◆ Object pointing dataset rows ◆
"""
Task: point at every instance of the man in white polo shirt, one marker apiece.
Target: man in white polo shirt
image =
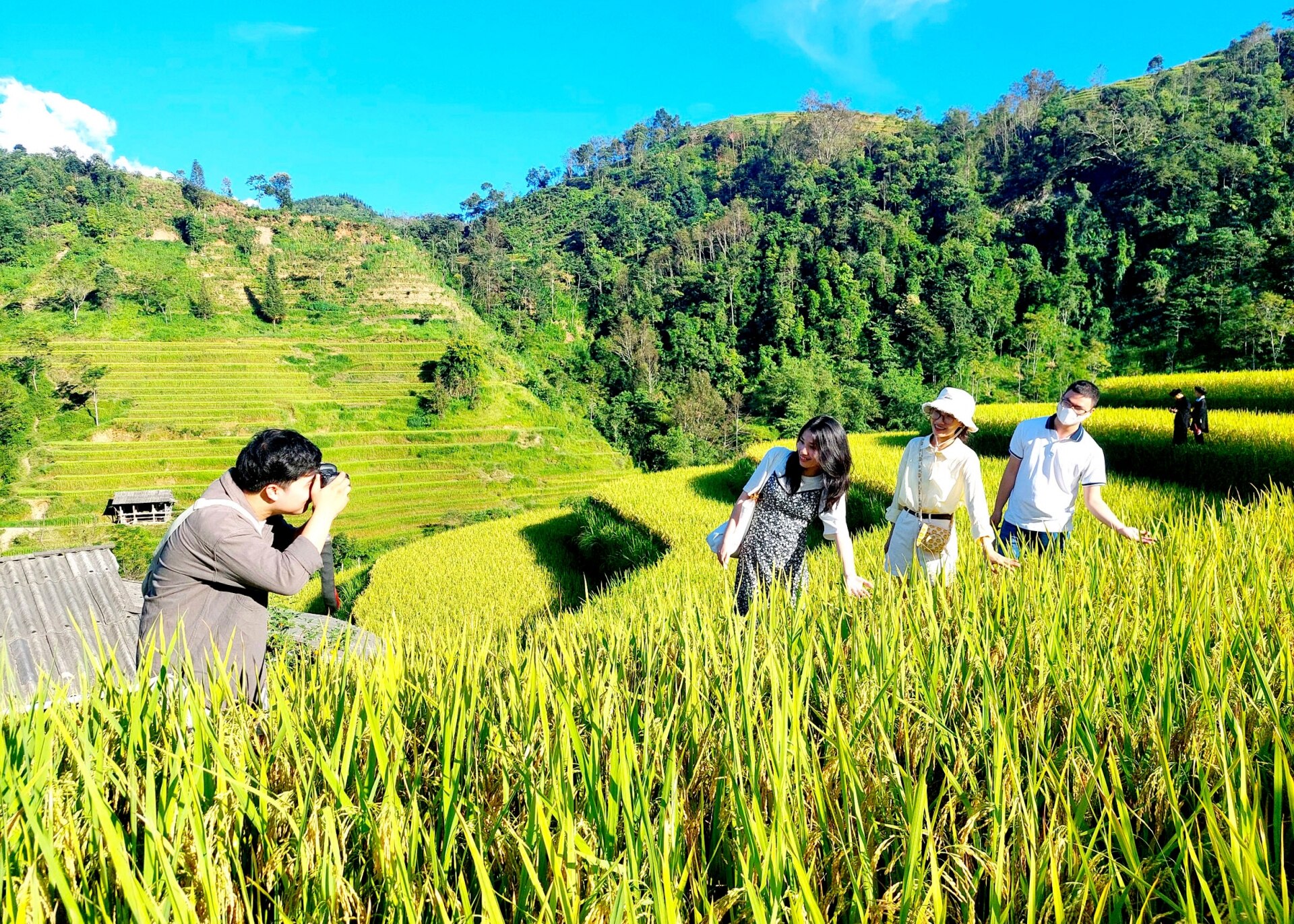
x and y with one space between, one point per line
1051 458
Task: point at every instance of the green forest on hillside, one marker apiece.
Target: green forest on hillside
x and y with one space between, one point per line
831 260
686 288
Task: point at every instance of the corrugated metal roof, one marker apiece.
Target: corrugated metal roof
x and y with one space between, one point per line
59 610
160 496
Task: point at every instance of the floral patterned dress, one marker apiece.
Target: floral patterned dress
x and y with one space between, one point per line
776 541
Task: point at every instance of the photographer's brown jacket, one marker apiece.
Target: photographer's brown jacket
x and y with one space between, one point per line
209 588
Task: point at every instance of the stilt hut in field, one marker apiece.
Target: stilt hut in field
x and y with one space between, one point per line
136 507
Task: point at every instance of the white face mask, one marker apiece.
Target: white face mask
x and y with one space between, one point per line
1067 416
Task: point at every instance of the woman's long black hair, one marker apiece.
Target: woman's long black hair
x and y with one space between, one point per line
828 437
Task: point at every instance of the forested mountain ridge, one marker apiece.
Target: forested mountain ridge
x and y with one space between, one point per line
832 260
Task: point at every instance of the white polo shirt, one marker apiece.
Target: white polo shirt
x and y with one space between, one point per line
1051 472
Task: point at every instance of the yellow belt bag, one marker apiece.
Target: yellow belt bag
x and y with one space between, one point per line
929 538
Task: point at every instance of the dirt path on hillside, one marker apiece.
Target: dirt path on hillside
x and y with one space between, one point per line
38 513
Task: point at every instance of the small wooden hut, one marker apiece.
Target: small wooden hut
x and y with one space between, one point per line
142 506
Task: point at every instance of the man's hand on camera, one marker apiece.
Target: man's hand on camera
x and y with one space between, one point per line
329 501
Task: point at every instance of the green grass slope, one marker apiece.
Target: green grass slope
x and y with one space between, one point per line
181 394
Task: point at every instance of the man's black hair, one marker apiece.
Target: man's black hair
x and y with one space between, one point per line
1087 390
275 457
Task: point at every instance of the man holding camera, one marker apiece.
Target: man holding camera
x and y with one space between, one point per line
208 589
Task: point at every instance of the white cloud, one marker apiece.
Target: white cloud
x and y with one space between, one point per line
42 121
258 32
836 34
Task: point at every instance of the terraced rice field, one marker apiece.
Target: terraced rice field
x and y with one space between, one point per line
177 416
1103 735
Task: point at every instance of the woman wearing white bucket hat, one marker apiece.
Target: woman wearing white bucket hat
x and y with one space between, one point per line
936 475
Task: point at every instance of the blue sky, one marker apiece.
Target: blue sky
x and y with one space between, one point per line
410 109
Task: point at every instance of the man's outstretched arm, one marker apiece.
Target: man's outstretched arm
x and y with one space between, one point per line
1103 513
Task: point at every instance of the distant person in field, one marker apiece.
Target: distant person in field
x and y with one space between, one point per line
937 474
1051 460
1200 414
1181 417
208 589
769 527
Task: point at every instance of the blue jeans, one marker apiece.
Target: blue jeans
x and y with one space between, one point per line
1014 538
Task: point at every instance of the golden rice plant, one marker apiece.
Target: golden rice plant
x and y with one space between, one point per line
1103 735
1249 390
1243 452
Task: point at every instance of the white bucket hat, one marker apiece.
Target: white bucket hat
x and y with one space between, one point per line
956 403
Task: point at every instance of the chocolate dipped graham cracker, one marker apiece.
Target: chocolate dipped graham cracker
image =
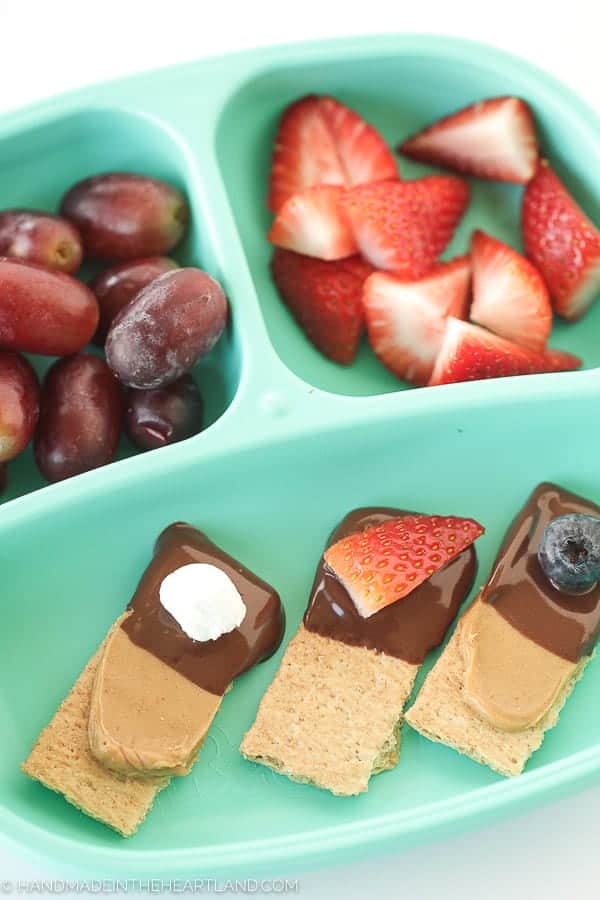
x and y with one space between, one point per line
140 710
516 653
332 715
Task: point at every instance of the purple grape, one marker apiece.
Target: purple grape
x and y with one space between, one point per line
164 415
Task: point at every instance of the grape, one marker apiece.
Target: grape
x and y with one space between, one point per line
164 415
80 419
115 287
125 216
42 311
40 238
166 329
19 404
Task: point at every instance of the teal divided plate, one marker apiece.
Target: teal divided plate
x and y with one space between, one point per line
294 443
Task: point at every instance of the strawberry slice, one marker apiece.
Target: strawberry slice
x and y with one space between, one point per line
493 138
471 353
325 299
406 319
322 141
403 226
509 294
385 563
562 242
314 223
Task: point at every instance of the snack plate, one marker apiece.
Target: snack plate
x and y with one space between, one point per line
295 442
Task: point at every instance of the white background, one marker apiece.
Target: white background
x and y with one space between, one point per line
49 46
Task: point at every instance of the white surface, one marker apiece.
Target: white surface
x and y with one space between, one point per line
203 600
49 47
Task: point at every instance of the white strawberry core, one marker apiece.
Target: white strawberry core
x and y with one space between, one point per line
495 141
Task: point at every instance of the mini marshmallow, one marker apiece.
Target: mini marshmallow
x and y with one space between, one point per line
203 600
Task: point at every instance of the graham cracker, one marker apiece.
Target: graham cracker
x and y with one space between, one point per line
441 714
331 717
61 760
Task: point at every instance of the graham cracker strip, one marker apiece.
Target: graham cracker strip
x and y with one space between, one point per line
61 760
441 714
331 717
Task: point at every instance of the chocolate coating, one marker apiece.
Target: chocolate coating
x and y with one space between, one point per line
562 623
408 629
210 664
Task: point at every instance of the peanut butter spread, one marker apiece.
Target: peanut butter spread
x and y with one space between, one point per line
157 690
145 718
509 679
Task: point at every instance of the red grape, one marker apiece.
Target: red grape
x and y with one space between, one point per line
81 417
115 287
164 415
40 238
19 404
124 216
166 329
42 311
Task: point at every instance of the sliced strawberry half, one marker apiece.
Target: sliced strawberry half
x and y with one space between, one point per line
562 242
493 138
322 141
406 319
314 223
325 299
385 563
403 226
471 353
509 294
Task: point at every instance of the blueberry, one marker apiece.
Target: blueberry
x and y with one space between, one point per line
"""
◆ Task brief ◆
Convert the lines of all the items above into one numbered list, skipping blank lines. Leave the pictures out of your answer.

◆ Task answer ◆
1. Task: point at every instance of the man in white polo shirt, one marker apiece.
2. Target: man in white polo shirt
3. image =
4. x and y with one space between, one point per line
5. 1051 458
6. Task: point at every instance of the green forest on hillside, one marker apiece.
7. Target: green forest on hillside
8. x and y with one space between, one point per line
9. 831 260
10. 686 288
11. Task: point at every instance of the corrugated metal roof, one marker apiece.
12. Target: corrugated metal roof
13. x and y with one space between, one point per line
14. 59 610
15. 160 496
16. Task: point at every instance of the floral patterned dress, one marker apiece.
17. Target: floral patterned dress
18. x and y with one space between, one point per line
19. 776 541
20. Task: point at every instance of the photographer's brown jacket, one marker apiece.
21. Target: photographer's brown jacket
22. x and y with one space between, one point per line
23. 209 588
24. Task: point at every instance of the stilt hut in field, one marker apiece.
25. Target: stilt hut in field
26. x and y with one space between, one point per line
27. 136 507
28. Task: point at every instance of the white face mask, one marker apiece.
29. Target: white face mask
30. x and y with one space between, one point per line
31. 1067 416
32. Task: point at every instance of the woman's long black hair, one marker apiece.
33. Target: woman's long black hair
34. x and y with one space between, one point per line
35. 828 437
36. Task: point at every instance of the forested mountain ridge, one marker apiece.
37. Target: forested mountain ridge
38. x and y with one space between, one point per line
39. 832 260
40. Task: point at every instance of the white polo shirt, one marker apiece.
41. Target: white polo shirt
42. x and y with one space between, one point per line
43. 1051 472
44. Task: point at every instance of the yellow belt bag, one marker apiece.
45. Target: yellow belt bag
46. x and y with one space between, one point per line
47. 929 538
48. Task: point at every instance of the dirt path on hillside, one marker apiece.
49. Target: dirt path on hillside
50. x and y with one space between, one point per line
51. 38 513
52. Task: point at every instance of the small wooden hut, one marker apiece.
53. Target: small wooden hut
54. x and y with one space between, one point per line
55. 142 506
56. Task: point at every instance of the man's hand on camera, one marker apiece.
57. Target: man's hand on camera
58. x and y with one space between, one point per line
59. 329 501
60. Task: point at every instance of the green grass slope, one marker apiece.
61. Target: green grass slope
62. x and y with one space between, one point per line
63. 181 394
64. Task: point at every instance of the man's black hair, one marker apiece.
65. Target: man's black hair
66. x and y with one space between, one point per line
67. 1087 390
68. 275 457
69. Task: point at every instance of the man holding camera, one marker apiece.
70. Target: man holding camera
71. x and y with one space between, one point per line
72. 208 589
73. Task: point at every instance of the white cloud, one marker apiece.
74. Target: white cloud
75. x and y with one space between, one point per line
76. 42 121
77. 258 32
78. 836 34
79. Task: point at every instance of the terraced rice field, one marker apiece.
80. Target: terraced rice field
81. x and y with one space between, one point per line
82. 177 416
83. 1103 735
84. Task: point at every instance of the woman wearing white bucket hat, one marker apiece.
85. Target: woman wearing white bucket hat
86. x and y with one space between, one point per line
87. 936 475
88. Task: point at every instance of the blue sky, one marker apiece.
89. Target: blue sky
90. x and y with one space between, one point per line
91. 410 109
92. Task: point at every instance of the man's outstretched arm, one marker apiece.
93. Target: man's outstretched arm
94. x and y with one space between, one point per line
95. 1103 513
96. Task: point at every instance of the distant person in field, one marker apiece.
97. Target: distant person in field
98. x and y with one space between, one point per line
99. 937 474
100. 1051 460
101. 1200 414
102. 1181 417
103. 208 589
104. 769 527
105. Task: point at every instance of the blue jeans, one marker apiece.
106. Target: blue jeans
107. x and y with one space between, one point per line
108. 1014 538
109. Task: point at every instance of the golden rice plant, one marker apiece.
110. Target: golden rice plant
111. x and y with one space between, one point per line
112. 1103 735
113. 1249 390
114. 1243 452
115. Task: point at every instance of the white bucket hat, one marker apiece.
116. Target: white bucket hat
117. x and y with one space between, one point per line
118. 956 403
119. Task: point at every instance of the chocolate dipped graham cracker, one marker apiece.
120. Target: chocolate dipped graham cracker
121. image =
122. x and y with one space between, one point per line
123. 140 710
124. 516 653
125. 332 715
126. Task: point at every instance of the purple grape, one marker apiece.
127. Target: purple grape
128. x and y with one space between, one point per line
129. 164 415
130. Task: point at every instance of the grape, one marker apiece.
131. Target: grape
132. x and y with one space between, one point per line
133. 164 415
134. 80 419
135. 115 287
136. 125 216
137. 42 311
138. 40 238
139. 166 329
140. 19 404
141. Task: point at every instance of the teal divided plate, one marker apiece.
142. Target: teal divided plate
143. x and y with one space between, one point per line
144. 294 443
145. Task: point at every instance of the strawberry slice, one marker apiece.
146. Target: strawberry slice
147. x and y with one space between, one point per line
148. 493 138
149. 471 353
150. 325 299
151. 406 319
152. 322 141
153. 403 226
154. 509 294
155. 385 563
156. 562 242
157. 314 223
158. Task: point at every instance of the snack plate, one marker apiece.
159. Target: snack plate
160. x and y with one space between, one point per line
161. 295 442
162. Task: point at every instance of the white background, one marker apiece.
163. Target: white background
164. x and y with one space between, one point per line
165. 49 46
166. Task: point at every instance of the white surface, one marker apiece.
167. Target: white surface
168. x and y with one space between, one point per line
169. 203 600
170. 49 47
171. Task: point at every instance of the white strawberry core, one marker apiece.
172. Target: white strawberry core
173. x and y with one space between, one point per line
174. 495 141
175. Task: point at every instance of the mini marshmallow, one marker apiece.
176. Target: mini marshmallow
177. x and y with one space between, one point per line
178. 203 600
179. Task: point at every instance of the graham cracker, one marker apiece.
180. Target: graham cracker
181. x and y with one space between, one point per line
182. 441 714
183. 331 717
184. 61 760
185. Task: point at every instance of the graham cracker strip, one marker apiece.
186. Target: graham cracker strip
187. x and y with one space between, one point per line
188. 61 760
189. 441 714
190. 331 717
191. Task: point at every instance of the chocolate coating, one marker apiece.
192. Target: chocolate coating
193. x and y with one space between, one point per line
194. 562 623
195. 408 629
196. 210 664
197. Task: point at every instance of the peanut butter spread, one marker apiece.
198. Target: peanut butter spread
199. x and y with one space between, one point per line
200. 157 690
201. 145 718
202. 509 679
203. Task: point at every instance of the red grape, one marker apiece.
204. Target: red grape
205. x and y with one space between, one point per line
206. 81 417
207. 115 287
208. 164 415
209. 40 238
210. 19 404
211. 124 216
212. 166 329
213. 42 311
214. Task: point at every instance of the sliced strawberry half, one marker apiece.
215. Target: sliced strawberry half
216. x and y with one space between, one point per line
217. 562 242
218. 493 138
219. 322 141
220. 406 319
221. 314 223
222. 325 299
223. 385 563
224. 403 226
225. 471 353
226. 509 294
227. Task: point at every instance of the blueberry, one marker apiece.
228. Target: blueberry
229. x and y with one space between, one point per line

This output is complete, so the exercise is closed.